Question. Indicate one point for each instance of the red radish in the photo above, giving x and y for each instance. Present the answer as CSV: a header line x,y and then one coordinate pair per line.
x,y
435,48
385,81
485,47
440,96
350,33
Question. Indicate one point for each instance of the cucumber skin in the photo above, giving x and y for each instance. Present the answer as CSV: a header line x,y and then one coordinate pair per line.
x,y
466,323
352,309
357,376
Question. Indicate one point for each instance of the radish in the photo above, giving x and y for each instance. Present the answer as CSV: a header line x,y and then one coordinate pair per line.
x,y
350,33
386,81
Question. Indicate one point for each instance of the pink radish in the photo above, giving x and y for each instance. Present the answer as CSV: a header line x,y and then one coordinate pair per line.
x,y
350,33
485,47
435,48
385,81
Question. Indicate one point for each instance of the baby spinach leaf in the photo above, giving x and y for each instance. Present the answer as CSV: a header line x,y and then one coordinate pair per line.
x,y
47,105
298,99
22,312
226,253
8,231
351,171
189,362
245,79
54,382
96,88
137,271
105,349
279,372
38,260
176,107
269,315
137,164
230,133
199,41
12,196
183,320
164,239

DIRECTIONS FOR THIS TASK = The data above needs to be repeated exactly, line for line.

WRITTEN REPLY =
Question. Indicate one point for each instance of the red radish in the photo above, giving x and y for each instance. Present the answer as CSV: a header line x,y and then one coordinate pair per line.
x,y
435,48
385,81
485,47
440,96
350,33
Question. Indicate one point for each instance of the cucumber skin in the photo above, giving x and y for each instance. Present the answer as CSV: a header line x,y and then one coordinate pair per line.
x,y
466,323
352,309
357,376
Question. Indicate one point for each instance of the radish in the photo above, giving x and y for each instance. Present the answer as CSV: a header line x,y and then one coordinate pair per line.
x,y
350,33
386,81
Question. Indicate one point for each instance of the pink radish in the photo above, giving x and y for each instance. Present the answer as CSV: a header line x,y and then one coordinate pair per line.
x,y
350,33
485,47
435,48
385,81
Question. Indicate one point for each instance of the baby spinach leaf in the photo above, giving x and y for each instance. Present the answer as CSV: a header line x,y and then one coordinate pair per line.
x,y
47,105
298,99
22,312
226,253
8,231
351,171
189,362
245,79
54,382
96,88
137,271
105,349
279,372
38,260
176,107
269,315
137,164
230,133
199,41
12,196
183,320
164,239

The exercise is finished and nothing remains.